● **SET EXERCISE**
Count the lines of the material below that contain the word "detail". Give only the number.

--- --- ---

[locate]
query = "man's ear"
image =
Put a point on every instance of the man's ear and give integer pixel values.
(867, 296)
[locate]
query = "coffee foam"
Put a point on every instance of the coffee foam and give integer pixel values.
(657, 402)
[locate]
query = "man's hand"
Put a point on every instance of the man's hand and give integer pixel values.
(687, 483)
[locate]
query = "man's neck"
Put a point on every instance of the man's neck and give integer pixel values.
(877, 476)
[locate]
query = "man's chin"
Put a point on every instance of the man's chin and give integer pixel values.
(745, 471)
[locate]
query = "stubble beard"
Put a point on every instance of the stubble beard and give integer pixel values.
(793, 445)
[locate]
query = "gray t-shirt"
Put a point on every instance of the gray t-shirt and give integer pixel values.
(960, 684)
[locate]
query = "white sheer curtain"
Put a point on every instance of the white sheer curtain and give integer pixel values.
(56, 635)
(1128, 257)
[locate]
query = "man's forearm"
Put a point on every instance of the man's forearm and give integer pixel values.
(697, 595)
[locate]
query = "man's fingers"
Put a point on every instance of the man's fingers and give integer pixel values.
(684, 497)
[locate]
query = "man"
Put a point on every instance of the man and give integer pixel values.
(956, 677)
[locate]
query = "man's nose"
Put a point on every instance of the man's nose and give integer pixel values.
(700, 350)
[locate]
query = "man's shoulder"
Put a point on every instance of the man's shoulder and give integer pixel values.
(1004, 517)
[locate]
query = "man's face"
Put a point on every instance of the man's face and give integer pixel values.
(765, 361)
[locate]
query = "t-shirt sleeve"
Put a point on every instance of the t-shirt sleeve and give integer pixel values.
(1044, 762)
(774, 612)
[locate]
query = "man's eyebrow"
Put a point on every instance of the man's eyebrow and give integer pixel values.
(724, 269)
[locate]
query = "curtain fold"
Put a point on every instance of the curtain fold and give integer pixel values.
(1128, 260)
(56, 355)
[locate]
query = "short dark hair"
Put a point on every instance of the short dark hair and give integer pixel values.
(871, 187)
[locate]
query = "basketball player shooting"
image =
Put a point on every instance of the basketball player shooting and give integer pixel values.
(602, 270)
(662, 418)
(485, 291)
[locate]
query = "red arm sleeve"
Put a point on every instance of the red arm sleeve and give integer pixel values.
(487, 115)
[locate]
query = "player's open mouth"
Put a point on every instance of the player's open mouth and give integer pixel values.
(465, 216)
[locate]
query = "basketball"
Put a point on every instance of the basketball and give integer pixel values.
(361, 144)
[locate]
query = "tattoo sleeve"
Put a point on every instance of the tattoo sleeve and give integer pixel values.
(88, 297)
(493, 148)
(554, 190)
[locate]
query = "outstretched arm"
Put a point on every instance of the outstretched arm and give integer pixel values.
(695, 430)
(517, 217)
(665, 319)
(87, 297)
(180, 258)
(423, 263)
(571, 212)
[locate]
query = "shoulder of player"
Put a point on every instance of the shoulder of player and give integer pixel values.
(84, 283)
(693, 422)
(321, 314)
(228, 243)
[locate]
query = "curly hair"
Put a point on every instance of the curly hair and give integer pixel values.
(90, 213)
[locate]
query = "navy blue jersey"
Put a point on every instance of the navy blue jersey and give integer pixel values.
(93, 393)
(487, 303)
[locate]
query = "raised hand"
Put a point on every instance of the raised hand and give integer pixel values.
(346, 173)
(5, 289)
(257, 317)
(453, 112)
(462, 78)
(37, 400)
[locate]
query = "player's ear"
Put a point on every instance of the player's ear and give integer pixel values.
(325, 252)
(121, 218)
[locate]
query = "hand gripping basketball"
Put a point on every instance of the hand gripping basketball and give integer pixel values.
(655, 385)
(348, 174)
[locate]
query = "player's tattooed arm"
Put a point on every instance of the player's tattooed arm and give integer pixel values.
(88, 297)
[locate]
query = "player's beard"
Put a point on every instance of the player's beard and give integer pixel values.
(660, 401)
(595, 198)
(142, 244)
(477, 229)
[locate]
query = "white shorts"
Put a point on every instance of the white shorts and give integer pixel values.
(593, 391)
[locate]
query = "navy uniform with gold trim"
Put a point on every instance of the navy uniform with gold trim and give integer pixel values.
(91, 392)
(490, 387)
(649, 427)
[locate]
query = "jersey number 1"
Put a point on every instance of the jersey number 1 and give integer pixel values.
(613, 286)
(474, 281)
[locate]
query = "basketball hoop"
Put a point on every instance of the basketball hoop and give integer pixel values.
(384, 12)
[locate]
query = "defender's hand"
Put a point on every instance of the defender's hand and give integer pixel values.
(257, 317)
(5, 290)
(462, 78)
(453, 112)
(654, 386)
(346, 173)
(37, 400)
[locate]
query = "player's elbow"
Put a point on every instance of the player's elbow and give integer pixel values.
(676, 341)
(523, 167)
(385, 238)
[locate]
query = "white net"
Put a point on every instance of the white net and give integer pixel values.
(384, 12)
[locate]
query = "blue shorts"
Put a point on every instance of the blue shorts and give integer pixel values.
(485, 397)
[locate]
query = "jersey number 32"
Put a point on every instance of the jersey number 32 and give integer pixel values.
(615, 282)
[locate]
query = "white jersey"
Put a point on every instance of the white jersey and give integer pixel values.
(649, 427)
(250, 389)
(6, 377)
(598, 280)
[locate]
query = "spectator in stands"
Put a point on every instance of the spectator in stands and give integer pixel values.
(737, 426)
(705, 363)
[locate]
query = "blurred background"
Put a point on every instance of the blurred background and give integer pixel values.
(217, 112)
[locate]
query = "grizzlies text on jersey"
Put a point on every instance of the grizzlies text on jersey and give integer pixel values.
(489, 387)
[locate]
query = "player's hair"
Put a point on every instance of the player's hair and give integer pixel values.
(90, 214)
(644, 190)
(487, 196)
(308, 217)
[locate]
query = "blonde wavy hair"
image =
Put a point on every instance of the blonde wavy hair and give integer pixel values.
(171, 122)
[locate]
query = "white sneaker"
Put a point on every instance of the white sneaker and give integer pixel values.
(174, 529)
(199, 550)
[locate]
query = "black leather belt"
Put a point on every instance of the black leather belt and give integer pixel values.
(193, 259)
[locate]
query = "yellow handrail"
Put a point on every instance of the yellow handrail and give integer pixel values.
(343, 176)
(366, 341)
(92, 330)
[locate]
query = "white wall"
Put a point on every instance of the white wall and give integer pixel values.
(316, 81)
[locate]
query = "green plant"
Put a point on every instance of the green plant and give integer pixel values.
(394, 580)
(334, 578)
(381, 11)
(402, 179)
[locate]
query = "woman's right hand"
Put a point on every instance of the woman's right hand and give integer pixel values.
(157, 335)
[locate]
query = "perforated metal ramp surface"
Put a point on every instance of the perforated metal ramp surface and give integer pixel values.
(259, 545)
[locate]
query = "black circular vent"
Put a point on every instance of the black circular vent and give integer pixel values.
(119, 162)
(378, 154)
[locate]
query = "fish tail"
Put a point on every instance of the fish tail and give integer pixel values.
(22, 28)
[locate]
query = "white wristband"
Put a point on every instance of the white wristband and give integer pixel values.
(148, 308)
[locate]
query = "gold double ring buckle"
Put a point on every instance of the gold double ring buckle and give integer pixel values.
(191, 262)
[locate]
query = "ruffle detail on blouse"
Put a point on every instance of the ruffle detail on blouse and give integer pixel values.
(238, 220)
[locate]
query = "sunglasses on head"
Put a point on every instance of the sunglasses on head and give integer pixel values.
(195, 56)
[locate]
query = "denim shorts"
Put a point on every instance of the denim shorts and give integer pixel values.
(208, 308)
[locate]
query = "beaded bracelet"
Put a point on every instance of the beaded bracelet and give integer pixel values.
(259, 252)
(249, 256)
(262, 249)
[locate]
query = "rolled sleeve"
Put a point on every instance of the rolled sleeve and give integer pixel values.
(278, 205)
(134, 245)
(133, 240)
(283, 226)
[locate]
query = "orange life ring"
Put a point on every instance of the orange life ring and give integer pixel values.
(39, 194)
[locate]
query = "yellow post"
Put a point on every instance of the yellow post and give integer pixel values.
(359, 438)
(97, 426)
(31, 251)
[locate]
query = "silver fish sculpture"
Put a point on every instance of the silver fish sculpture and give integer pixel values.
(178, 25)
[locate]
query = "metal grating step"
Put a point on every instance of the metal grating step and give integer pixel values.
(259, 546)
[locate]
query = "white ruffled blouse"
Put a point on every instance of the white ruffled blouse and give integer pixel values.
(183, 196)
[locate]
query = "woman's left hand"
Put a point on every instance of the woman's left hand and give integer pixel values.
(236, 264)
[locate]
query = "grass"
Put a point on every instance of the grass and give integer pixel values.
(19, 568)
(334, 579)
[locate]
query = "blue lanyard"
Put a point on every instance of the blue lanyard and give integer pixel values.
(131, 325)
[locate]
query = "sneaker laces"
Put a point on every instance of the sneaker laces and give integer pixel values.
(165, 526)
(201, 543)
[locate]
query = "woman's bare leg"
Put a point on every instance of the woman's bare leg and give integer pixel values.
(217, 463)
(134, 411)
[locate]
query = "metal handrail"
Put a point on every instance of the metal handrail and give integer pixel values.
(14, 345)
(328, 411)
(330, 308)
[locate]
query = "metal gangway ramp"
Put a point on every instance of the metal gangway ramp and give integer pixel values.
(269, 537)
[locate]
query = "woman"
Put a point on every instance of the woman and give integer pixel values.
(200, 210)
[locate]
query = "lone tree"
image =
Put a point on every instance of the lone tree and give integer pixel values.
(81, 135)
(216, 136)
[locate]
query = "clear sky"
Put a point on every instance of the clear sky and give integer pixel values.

--- --- ---

● **OUTPUT OF THE EXERCISE**
2